## EXERCISE PROMPT
Retype all the entries word for word, but omit the pictures.

(begin)

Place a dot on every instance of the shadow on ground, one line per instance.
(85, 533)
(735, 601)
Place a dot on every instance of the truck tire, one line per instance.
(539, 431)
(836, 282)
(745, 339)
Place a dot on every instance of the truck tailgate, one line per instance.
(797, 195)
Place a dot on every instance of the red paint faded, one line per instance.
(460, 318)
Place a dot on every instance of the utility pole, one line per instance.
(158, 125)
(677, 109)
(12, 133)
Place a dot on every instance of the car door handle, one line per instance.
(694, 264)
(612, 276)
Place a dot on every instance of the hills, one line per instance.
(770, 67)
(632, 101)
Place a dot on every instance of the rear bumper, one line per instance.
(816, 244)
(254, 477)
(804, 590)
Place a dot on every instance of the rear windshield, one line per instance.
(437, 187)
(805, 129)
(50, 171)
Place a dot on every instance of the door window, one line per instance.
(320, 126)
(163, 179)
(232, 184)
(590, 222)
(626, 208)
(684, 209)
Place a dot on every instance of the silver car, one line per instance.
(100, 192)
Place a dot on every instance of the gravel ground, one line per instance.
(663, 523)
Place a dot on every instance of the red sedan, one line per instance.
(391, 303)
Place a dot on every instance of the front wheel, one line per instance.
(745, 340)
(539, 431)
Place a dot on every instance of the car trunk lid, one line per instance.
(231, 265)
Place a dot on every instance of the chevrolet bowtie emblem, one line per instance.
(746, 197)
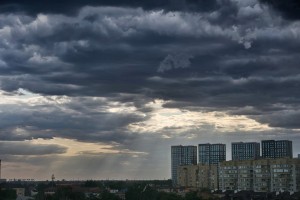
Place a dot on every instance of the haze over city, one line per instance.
(103, 89)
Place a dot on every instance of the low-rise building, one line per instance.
(264, 175)
(198, 176)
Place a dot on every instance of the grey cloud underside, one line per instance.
(290, 9)
(17, 148)
(72, 6)
(81, 119)
(246, 64)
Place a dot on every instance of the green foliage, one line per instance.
(91, 183)
(108, 196)
(8, 194)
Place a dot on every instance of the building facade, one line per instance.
(245, 150)
(211, 153)
(182, 155)
(198, 176)
(263, 175)
(277, 149)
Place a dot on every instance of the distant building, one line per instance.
(245, 150)
(277, 149)
(182, 155)
(20, 192)
(211, 153)
(198, 176)
(263, 175)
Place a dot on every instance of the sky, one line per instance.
(102, 89)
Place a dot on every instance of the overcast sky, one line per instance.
(98, 89)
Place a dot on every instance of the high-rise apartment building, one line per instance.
(182, 155)
(277, 149)
(211, 153)
(263, 175)
(198, 176)
(245, 150)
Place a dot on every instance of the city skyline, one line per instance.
(101, 89)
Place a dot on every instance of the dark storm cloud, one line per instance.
(82, 119)
(71, 6)
(290, 9)
(208, 61)
(18, 148)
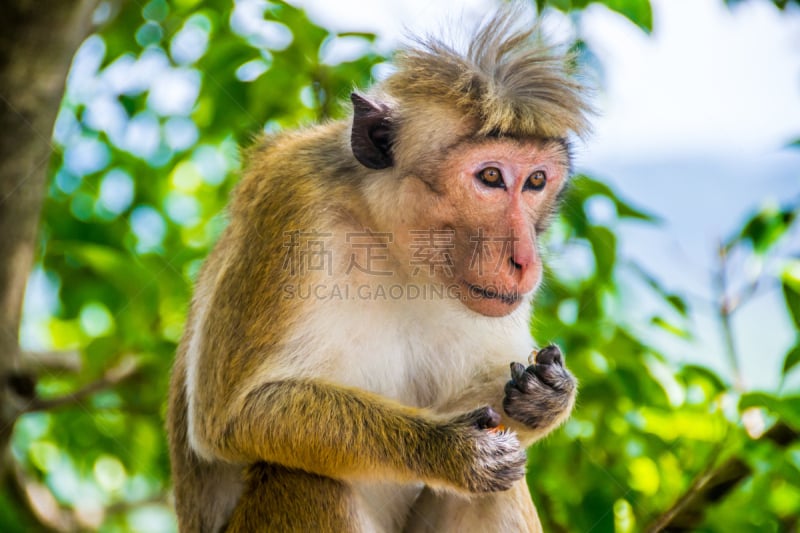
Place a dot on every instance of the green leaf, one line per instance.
(792, 297)
(604, 246)
(637, 11)
(787, 409)
(671, 328)
(765, 228)
(584, 187)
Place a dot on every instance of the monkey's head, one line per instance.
(472, 150)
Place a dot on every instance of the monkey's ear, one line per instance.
(371, 137)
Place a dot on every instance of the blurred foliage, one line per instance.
(158, 103)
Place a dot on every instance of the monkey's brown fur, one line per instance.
(276, 422)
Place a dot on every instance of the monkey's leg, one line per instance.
(285, 500)
(511, 511)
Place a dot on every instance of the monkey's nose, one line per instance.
(521, 262)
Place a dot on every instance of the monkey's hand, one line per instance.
(542, 395)
(481, 456)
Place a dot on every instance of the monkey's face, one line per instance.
(493, 197)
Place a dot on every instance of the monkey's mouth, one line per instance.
(492, 293)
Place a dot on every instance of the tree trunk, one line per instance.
(37, 42)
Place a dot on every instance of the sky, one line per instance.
(694, 120)
(692, 126)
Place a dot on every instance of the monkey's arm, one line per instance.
(347, 433)
(533, 402)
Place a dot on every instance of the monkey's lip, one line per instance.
(491, 293)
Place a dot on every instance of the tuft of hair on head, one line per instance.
(509, 79)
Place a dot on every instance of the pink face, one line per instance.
(494, 194)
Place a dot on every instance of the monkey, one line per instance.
(351, 356)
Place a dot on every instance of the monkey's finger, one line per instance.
(549, 355)
(523, 380)
(517, 371)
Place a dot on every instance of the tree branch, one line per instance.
(714, 485)
(126, 369)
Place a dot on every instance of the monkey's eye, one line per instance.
(491, 177)
(536, 181)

(end)

## EXERCISE OUTPUT
Place a dot on every instance of the shadow on ground, one line per instance.
(85, 533)
(735, 601)
Place a dot on every instance of the truck tire, one line per instance.
(539, 431)
(836, 282)
(745, 339)
Place a dot on every instance of the truck tailgate, one line per instance.
(797, 195)
Place a dot on every instance of the red paint faded, one line per instance.
(460, 318)
Place a dot on every instance of the utility pole, one line per instance.
(158, 125)
(677, 109)
(12, 133)
Place a dot on every instance of the car door handle, one line per instance.
(694, 264)
(612, 276)
Place a dot on every instance of the hills, one line per instance.
(770, 67)
(632, 101)
Place a dot on every instance of the rear bumper, one line per instance.
(816, 244)
(254, 477)
(804, 590)
Place a dot on every instance of the rear windshield, one line per instance.
(437, 187)
(805, 129)
(50, 171)
Place a dot on every instance of the door window, one line per instance.
(320, 126)
(163, 179)
(232, 184)
(590, 222)
(626, 208)
(684, 209)
Place a dot on every instance of the silver car, one line per instance.
(100, 192)
Place a dot on every instance of the gravel ground, one line per instance.
(663, 523)
Place a dot on every instance of the red sedan, one line per instance.
(391, 303)
Place a dot on every instance of the front wheel, one line per instance.
(745, 340)
(539, 431)
Place a dot on every instance of the car trunk lid, one line per instance.
(231, 265)
Place a dot on every instance of the chevrolet bowtie emblem, one line per instance.
(746, 197)
Place a dot on every instance of the haze over city, one line per instance.
(103, 89)
Place a dot on every instance of the low-rise building, one line per instance.
(264, 175)
(198, 176)
Place a dot on every instance of the grey cloud underside, one line per instance.
(290, 9)
(17, 148)
(72, 6)
(81, 119)
(246, 64)
Place a dot on every instance of the green foliage, one line per instance.
(91, 183)
(108, 196)
(8, 194)
Place a dot on every instance of the building facade, one line per instance.
(245, 150)
(211, 153)
(182, 155)
(198, 176)
(263, 175)
(277, 149)
Place a dot on every instance of the distant building, one line per instance.
(245, 150)
(277, 149)
(182, 155)
(20, 192)
(211, 153)
(198, 176)
(263, 175)
Place a dot on every instance of the sky, one line per instance.
(102, 89)
Place a dot on every instance of the overcast sky, one line per instance.
(98, 89)
Place a dot on every instance of the high-rise apartment building, one line per instance.
(182, 155)
(277, 149)
(211, 153)
(263, 175)
(198, 176)
(245, 150)
Place a dot on every instance of the city skyline, one line per instance.
(101, 89)
Place a dot on every instance of the dark storm cloud, one line per instance.
(82, 119)
(71, 6)
(290, 9)
(208, 61)
(18, 148)
Place a dot on every instance of the green leaf, one line per instance.
(792, 297)
(604, 246)
(637, 11)
(787, 409)
(671, 328)
(765, 228)
(584, 187)
Place a dot on every instance of the monkey's head, one line per instance.
(472, 150)
Place a dot on every instance of the monkey's ear, one line per instance.
(371, 137)
Place a dot on every instance of the blurred foliage, one line per instance.
(158, 103)
Place a dot on every instance of the monkey's brown fur, one line per instance.
(276, 422)
Place a dot on every instance of the monkey's leg, one line per instance.
(285, 500)
(511, 511)
Place a dot on every instance of the monkey's nose, one line per instance.
(521, 262)
Place a dot on every instance of the monkey's hand, one line per instance.
(542, 395)
(481, 456)
Place a dot on every instance of the monkey's face, one line per instance.
(493, 197)
Place a dot on every instance of the monkey's mouth, one line per instance.
(492, 293)
Place a dot on every instance of the tree trunk, one line per instance.
(37, 42)
Place a dot on every instance of the sky, one line per instance.
(694, 120)
(692, 126)
Place a dot on every instance of the monkey's arm, one line per instance.
(347, 433)
(533, 402)
Place a dot on every instance of the monkey's lip, one line per instance.
(491, 293)
Place a dot on every instance of the tuft of hair on head, one line per instance.
(509, 79)
Place a dot on every instance of the pink face, one line per instance.
(494, 194)
Place a dot on every instance of the monkey, one line per instance.
(351, 356)
Place a dot on every instance of the monkey's finger, one line per instance.
(549, 355)
(523, 380)
(517, 371)
Place a dot on every instance of the tree branch, one line per instance.
(714, 485)
(126, 369)
Place a dot on every instance of the monkey's eye, one line per instance.
(491, 177)
(536, 181)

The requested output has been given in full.